### EXERCISE
Please reproduce the data below word for word, starting with the line that contains "Mark every instance of the overcast" and going on through the line that contains "x=176 y=309".

### RECORDED INFORMATION
++++++

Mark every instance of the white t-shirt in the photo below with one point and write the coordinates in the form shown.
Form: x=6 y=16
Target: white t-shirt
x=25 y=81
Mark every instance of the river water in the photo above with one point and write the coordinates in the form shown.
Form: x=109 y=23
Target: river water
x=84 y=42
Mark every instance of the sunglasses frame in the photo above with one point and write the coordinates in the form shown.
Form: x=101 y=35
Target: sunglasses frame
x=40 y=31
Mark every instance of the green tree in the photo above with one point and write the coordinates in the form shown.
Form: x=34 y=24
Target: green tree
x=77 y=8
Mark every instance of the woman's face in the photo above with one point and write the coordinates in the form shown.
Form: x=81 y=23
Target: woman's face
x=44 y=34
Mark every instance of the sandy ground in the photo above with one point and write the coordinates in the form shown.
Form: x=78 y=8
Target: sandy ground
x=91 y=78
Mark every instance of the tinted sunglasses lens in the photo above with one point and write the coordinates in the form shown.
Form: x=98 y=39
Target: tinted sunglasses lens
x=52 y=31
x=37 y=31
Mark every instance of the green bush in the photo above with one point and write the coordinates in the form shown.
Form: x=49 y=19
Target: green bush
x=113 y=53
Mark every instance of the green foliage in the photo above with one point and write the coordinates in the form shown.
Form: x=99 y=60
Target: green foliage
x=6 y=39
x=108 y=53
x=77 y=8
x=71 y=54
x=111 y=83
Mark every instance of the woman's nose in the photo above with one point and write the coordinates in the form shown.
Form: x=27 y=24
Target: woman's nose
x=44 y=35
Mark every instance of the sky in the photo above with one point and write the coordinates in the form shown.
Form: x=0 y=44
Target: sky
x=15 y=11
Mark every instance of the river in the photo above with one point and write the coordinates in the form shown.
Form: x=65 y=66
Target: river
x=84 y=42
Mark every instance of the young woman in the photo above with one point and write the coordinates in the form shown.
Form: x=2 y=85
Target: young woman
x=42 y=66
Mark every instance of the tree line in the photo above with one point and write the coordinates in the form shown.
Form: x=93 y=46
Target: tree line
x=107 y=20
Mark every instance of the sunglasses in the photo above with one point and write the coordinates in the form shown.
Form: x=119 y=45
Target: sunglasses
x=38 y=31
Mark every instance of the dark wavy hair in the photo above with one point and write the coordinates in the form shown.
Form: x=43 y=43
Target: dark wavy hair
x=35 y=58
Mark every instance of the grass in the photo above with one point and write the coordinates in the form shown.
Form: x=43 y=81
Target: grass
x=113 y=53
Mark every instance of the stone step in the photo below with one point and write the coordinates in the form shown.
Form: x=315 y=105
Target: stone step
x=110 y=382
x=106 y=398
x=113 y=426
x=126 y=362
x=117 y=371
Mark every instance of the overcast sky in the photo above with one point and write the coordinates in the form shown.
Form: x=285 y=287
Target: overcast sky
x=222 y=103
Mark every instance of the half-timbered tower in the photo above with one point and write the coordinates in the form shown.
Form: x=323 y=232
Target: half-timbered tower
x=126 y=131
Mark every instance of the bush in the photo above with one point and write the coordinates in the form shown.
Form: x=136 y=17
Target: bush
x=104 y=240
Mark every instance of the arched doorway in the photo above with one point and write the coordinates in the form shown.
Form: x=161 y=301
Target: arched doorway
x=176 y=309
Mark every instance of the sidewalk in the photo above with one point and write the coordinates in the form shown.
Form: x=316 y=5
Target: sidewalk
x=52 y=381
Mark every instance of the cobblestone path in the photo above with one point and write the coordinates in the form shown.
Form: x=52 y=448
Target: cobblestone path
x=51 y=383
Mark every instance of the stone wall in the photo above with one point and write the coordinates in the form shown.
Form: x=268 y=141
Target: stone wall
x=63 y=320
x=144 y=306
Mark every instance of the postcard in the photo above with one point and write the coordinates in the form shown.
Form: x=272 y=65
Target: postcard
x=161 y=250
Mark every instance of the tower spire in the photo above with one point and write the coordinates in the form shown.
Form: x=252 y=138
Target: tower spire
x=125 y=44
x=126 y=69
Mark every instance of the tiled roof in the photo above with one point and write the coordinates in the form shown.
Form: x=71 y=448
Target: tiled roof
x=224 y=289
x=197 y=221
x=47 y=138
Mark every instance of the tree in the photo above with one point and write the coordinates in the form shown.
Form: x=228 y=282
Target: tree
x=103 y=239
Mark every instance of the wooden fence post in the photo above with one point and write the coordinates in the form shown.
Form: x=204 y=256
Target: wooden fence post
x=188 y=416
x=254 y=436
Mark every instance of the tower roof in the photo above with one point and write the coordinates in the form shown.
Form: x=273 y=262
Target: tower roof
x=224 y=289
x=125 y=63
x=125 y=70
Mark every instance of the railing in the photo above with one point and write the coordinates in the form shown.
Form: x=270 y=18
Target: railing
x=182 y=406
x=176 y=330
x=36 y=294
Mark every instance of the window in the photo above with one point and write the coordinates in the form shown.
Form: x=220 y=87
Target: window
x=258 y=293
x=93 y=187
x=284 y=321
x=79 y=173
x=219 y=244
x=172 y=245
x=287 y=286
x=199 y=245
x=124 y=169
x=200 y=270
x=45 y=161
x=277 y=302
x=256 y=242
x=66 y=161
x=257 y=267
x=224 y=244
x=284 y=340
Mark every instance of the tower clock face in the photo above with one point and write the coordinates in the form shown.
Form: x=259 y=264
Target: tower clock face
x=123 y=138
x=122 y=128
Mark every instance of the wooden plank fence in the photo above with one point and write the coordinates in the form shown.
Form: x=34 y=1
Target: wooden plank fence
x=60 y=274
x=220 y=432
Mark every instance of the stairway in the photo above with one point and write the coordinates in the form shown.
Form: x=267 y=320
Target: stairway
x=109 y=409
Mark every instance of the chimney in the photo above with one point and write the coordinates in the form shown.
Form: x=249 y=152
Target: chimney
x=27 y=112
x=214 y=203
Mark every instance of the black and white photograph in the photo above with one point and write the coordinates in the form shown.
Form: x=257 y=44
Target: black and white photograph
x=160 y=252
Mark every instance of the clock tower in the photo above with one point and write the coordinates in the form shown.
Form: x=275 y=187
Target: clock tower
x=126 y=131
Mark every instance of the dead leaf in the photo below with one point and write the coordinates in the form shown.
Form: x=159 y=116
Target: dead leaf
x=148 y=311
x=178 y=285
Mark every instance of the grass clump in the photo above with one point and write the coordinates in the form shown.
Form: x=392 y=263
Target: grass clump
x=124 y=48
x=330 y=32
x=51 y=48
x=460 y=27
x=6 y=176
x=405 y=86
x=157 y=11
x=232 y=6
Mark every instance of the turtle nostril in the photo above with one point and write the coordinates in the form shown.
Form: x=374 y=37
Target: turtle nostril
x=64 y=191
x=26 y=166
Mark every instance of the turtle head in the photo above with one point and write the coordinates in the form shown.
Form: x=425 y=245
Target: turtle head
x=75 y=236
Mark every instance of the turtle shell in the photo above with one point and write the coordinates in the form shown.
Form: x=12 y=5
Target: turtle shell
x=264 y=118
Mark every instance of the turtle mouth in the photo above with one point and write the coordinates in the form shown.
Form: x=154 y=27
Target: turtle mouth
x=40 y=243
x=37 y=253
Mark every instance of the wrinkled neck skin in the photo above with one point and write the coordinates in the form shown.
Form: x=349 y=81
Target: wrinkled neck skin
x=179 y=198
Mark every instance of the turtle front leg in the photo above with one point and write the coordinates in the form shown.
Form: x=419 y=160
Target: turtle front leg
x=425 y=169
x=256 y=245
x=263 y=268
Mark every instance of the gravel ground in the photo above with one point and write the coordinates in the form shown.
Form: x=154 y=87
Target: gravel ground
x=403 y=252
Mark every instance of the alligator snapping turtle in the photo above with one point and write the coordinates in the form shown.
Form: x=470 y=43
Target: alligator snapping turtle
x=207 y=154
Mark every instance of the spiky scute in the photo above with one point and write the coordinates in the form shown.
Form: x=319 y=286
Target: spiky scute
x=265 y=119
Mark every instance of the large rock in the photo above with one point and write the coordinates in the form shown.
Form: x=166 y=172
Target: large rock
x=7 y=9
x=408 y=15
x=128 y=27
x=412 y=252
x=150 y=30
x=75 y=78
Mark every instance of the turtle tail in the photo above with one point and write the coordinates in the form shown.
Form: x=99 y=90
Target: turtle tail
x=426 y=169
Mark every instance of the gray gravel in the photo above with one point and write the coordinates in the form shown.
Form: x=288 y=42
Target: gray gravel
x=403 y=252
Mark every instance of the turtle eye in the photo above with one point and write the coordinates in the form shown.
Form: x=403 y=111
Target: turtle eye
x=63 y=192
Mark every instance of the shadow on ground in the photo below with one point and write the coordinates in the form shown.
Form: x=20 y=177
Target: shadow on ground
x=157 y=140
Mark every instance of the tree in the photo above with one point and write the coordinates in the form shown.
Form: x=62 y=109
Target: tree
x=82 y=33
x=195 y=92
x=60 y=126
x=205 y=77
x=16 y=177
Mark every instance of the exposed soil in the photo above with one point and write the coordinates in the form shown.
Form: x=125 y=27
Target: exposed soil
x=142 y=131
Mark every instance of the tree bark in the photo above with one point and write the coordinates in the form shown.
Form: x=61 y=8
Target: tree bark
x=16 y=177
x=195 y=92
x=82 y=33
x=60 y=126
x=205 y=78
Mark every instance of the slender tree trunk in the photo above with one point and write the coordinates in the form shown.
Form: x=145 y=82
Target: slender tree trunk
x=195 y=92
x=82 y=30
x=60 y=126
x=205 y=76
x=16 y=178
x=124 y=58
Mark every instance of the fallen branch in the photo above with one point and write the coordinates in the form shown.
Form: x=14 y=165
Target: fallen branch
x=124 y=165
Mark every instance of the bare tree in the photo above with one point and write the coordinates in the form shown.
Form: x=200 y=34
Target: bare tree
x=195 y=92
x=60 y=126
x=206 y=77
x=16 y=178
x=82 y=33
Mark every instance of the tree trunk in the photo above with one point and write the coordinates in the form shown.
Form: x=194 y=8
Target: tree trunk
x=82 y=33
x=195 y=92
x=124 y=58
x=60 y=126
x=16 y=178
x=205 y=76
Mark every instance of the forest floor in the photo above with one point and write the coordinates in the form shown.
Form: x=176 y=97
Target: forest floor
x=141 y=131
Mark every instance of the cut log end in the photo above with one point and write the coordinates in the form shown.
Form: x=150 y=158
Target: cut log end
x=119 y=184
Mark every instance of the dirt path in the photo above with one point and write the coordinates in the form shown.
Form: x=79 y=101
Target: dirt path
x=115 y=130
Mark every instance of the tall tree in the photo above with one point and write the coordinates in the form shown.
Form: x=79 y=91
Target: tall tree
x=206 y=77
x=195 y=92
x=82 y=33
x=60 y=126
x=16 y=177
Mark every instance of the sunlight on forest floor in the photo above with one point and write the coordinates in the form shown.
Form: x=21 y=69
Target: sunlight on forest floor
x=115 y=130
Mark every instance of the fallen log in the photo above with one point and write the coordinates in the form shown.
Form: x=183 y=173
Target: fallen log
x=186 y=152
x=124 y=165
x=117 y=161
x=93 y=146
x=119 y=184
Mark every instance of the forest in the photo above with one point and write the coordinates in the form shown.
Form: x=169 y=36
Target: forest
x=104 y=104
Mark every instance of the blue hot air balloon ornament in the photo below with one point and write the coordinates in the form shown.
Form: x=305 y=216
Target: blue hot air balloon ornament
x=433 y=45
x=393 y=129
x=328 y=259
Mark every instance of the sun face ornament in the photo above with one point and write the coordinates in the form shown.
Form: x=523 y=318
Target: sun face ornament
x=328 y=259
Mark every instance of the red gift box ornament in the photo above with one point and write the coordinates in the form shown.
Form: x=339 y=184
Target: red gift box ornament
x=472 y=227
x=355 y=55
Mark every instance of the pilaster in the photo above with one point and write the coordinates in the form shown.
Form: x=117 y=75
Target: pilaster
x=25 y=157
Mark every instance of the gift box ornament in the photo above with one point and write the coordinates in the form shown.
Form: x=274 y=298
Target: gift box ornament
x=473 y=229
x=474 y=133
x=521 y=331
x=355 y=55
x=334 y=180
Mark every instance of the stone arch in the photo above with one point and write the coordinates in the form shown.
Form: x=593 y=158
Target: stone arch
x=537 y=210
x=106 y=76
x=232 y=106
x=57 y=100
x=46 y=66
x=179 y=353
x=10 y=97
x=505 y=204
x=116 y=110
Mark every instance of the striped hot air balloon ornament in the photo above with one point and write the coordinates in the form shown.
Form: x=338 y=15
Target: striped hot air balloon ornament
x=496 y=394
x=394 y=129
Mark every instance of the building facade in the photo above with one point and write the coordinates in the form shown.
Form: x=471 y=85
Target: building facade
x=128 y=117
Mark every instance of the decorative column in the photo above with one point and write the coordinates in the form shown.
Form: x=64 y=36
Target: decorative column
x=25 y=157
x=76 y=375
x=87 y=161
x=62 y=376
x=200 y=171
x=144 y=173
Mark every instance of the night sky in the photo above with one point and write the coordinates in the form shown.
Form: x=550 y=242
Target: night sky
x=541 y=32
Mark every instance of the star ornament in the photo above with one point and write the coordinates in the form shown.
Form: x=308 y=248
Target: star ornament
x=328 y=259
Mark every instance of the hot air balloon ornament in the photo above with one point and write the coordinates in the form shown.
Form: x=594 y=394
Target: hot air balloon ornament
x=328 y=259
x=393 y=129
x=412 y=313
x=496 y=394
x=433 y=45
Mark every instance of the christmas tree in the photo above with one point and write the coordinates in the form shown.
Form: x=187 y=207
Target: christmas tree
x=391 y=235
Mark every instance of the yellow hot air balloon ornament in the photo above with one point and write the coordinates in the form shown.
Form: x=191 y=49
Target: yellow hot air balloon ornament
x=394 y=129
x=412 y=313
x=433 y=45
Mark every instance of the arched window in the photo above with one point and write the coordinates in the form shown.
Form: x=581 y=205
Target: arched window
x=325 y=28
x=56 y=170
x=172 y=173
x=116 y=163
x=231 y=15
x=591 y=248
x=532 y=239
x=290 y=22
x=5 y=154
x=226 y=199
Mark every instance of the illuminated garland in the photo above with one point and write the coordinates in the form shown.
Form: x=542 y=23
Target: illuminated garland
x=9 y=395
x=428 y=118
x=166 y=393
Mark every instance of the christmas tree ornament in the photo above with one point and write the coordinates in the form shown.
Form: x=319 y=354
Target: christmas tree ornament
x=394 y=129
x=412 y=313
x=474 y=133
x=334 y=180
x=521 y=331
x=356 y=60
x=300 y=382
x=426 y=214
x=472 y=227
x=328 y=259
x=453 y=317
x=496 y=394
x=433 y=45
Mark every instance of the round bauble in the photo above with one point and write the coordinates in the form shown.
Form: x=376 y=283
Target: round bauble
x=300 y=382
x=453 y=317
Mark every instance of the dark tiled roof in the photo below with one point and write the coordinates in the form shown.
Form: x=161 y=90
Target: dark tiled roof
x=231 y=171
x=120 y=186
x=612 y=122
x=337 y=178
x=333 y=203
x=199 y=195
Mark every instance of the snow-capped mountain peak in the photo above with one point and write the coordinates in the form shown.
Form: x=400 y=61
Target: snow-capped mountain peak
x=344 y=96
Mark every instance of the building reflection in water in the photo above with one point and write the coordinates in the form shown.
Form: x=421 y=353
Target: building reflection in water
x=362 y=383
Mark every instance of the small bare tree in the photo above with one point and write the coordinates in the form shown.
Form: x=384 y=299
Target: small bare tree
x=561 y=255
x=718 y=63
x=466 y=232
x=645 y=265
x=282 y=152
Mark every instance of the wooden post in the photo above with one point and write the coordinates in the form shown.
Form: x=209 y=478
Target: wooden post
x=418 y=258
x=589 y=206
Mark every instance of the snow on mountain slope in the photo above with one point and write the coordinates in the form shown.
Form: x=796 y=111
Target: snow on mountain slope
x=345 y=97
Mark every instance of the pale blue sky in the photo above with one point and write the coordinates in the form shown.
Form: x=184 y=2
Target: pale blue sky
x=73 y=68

++++++

### RESPONSE FOR THIS EXERCISE
Mark every instance of the overcast sky in the photo above with one point and write the coordinates in the form shown.
Form: x=285 y=287
Target: overcast sky
x=222 y=103
Mark every instance of the half-timbered tower in the photo above with one point and write the coordinates in the form shown.
Form: x=323 y=232
Target: half-timbered tower
x=126 y=131
Mark every instance of the bush in the photo above with one point and write the coordinates in the form shown.
Form: x=136 y=17
Target: bush
x=104 y=240
Mark every instance of the arched doorway in the photo above with one point and write the coordinates in the form shown.
Form: x=161 y=301
Target: arched doorway
x=176 y=309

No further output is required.